■ **Instruction**
Say whether each statement agrees with the loop driver thread below, answering yes or no and quoting the thread's deciding words: (a) the posted patch is meant to let a loop device serve as a backend only while it is still bound; (b) Jan Kara traces the problem back to commit 7ccd0791d985; (c) Jan Kara says the earlier behavior was already harmful at that point.

■ **Text section**
Here I post below for more feedback. We should use a loop device as backend only
when it is still bound.

diff --git a/drivers/block/loop.c b/drivers/block/loop.c
index 1e6edd5..bf1c61c 100644
--- a/drivers/block/loop.c
+++ b/drivers/block/loop.c
@@ -656,7 +656,7 @@ static int loop_validate_file(struct file *file, struct
block_device *bdev)
return -EBADF;

l = f->f_mapping->host->i_bdev->bd_disk->private_data;
- if (l->lo_state == Lo_unbound) {
+ if (l->lo_state != Lo_bound) {
return -EINVAL;
}
f = l->lo_backing_file;


Thanks Tetsuo for the discussion and feedback!

Dongli Zhang

Jan Kara

unread,
Mar 18, 2019, 6:44:11 AM3/18/19
to Dongli Zhang, linux...@vger.kernel.org, ja...@suse.cz, syzbot, ax...@kernel.dk, linux-...@vger.kernel.org, syzkall...@googlegroups.com, Tetsuo Handa
Yes, this is the right fix. Thanks for writing it! In fact, the problem has
been introduced already in commit 7ccd0791d985 "loop: Push loop_ctl_mutex
down into loop_clr_fd()" after which loop_validate_file() could see devices
in Lo_rundown state with which it didn't count. It was harmless at that
point but still. So when submitting the fix, please include there:

Fixes: 7ccd0791d985 "loop: Push loop_ctl_mutex down into loop_clr_fd()"

And also appropriate Reported-by for syzbot. Something like:

Reported-by: syzbot+9bdc1a...@syzkaller.appspotmail.com

You can also add my:

Reviewed-by: Jan Kara <ja...@suse.cz>

Thanks!

Honza

>
> diff --git a/drivers/block/loop.c b/drivers/block/loop.c
> index 1e6edd5..bf1c61c 100644
> --- a/drivers/block/loop.c
> +++ b/drivers/block/loop.c
> @@ -656,7 +656,7 @@ static int loop_validate_file(struct file *file, struct
> block_device *bdev)
> return -EBADF;
>
> l = f->f_mapping->host->i_bdev->bd_disk->private_data;
> - if (l->lo_state == Lo_unbound) {
> + if (l->lo_state != Lo_bound) {
> return -EINVAL;
> }
> f = l->lo_backing_file;
>
>
> Thanks Tetsuo for the discussion and feedback!
>
> Dongli Zhang
--
Jan Kara <ja...@suse.com>
SUSE Labs, CR

Dongli Zhang

unread,
Mar 18, 2019, 8:27:28 AM3/18/19
to Jan Kara, syzbot, ax...@kernel.dk, linux...@vger.kernel.org, linux-...@vger.kernel.org, syzkall...@googlegroups.com, penguin...@i-love.sakura.ne.jp
Hi Jan,

Indeed there is another issue implicitly reported by below console output from
syzkaller:

[ 245.524424][ T9455] loop_reread_partitions: partition scan of loop0 () failed
(rc=-13)

■ **Data provided**
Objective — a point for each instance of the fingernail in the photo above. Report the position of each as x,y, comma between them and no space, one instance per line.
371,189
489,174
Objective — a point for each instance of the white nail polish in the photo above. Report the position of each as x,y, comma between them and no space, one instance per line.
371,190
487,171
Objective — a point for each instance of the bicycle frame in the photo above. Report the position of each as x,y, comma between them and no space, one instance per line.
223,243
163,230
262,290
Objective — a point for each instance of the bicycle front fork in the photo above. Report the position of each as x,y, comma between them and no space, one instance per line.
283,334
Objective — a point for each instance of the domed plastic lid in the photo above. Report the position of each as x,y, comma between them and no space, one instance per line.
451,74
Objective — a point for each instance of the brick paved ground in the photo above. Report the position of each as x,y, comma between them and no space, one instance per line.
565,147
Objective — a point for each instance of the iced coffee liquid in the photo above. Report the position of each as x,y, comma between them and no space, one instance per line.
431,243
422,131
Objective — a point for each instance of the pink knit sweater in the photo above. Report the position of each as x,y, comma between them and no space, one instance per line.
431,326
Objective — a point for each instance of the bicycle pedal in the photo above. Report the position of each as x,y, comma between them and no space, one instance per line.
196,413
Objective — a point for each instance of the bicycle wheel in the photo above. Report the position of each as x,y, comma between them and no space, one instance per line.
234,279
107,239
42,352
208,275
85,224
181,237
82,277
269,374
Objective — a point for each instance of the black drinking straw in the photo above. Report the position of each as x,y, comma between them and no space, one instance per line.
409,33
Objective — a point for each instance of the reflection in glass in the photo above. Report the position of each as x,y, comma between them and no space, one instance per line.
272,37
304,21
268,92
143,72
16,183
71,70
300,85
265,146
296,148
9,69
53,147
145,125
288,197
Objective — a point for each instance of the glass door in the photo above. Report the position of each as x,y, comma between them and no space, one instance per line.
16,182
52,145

■ **Result**
(a) Yes: "We should use a loop device as backend only when it is still bound."
(b) Yes: "the problem has been introduced already in commit 7ccd0791d985"
(c) No: "It was harmless at that point but still."